--- start WORKING DATA ---

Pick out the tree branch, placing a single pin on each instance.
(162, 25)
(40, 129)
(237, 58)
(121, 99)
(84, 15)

--- end WORKING DATA ---

**DIRECTIVE**
Can you change "tree branch" to "tree limb" in the data above and write all the lines out again, leaving everything else as it is?

**PROBLEM SOLUTION**
Pick out the tree limb, placing a single pin on each instance.
(162, 25)
(40, 129)
(237, 58)
(121, 99)
(84, 15)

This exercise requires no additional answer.